モラッキ/トリアーニ「ヴェルディの主題による協奏的二重奏曲」2013-12-02

今回のメインは、生誕200年のヴェルディ(1813-1901)のオペラの旋律による「協奏的二重奏曲」。ヴェルディと同時代の管楽器の名手、フルート奏者モラッキ(1828-68)とファゴット奏者トリアーニ(1829-1911)の共作です。

19世紀には様々な楽器の名手(ヴィルトゥオーゾ)が自作で妙技を披露し、オペラの旋律も好んで用いられました。この二重奏も典型的な超絶技巧作品で、「ミラノ・スカラ座の首席奏者を務めたトリアーニが、熟知するヴェルディ作品を題材にして書いた演奏会用大作」と想像したくなるところです。

が、この曲が作曲された1850年頃、なんと2人はまだミラノ音楽院で学ぶ学生でした(この時スカラで吹いていたのは2人の師で音楽院教授のRabboniやCantù)。既に彼らはそれぞれ独奏曲をいくつか作曲しており、モラッキの代表作「スイスの羊飼い」も学生時代の作。この二重奏は卒業の年に書かれ、作曲教授カニョーニに献呈されました。

● ● ● ● ●

やること:
記事の「モラッキ/トリアーニ「ヴェルディの主題による協奏的二重奏曲」2013-12-02」から「カニョーニに献呈されました。」までを両端を含めて書き写し、その際「ファゴット」を「バスーン」に置き換えること。 ここから先の資料は、記事とは別の出典から取ったものだ。

提供資料:
● ● ● ● ●

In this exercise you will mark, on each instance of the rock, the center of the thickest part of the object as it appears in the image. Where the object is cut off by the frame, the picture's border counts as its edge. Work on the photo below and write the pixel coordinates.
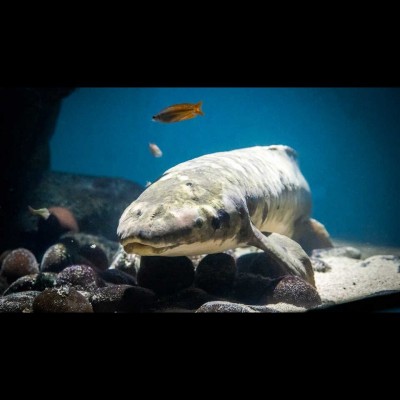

● ● ● ● ●

想定解答:
モラッキ/トリアーニ「ヴェルディの主題による協奏的二重奏曲」2013-12-02

今回のメインは、生誕200年のヴェルディ(1813-1901)のオペラの旋律による「協奏的二重奏曲」。ヴェルディと同時代の管楽器の名手、フルート奏者モラッキ(1828-68)とバスーン奏者トリアーニ(1829-1911)の共作です。

19世紀には様々な楽器の名手(ヴィルトゥオーゾ)が自作で妙技を披露し、オペラの旋律も好んで用いられました。この二重奏も典型的な超絶技巧作品で、「ミラノ・スカラ座の首席奏者を務めたトリアーニが、熟知するヴェルディ作品を題材にして書いた演奏会用大作」と想像したくなるところです。

が、この曲が作曲された1850年頃、なんと2人はまだミラノ音楽院で学ぶ学生でした(この時スカラで吹いていたのは2人の師で音楽院教授のRabboniやCantù)。既に彼らはそれぞれ独奏曲をいくつか作曲しており、モラッキの代表作「スイスの羊飼い」も学生時代の作。この二重奏は卒業の年に書かれ、作曲教授カニョーニに献呈されました。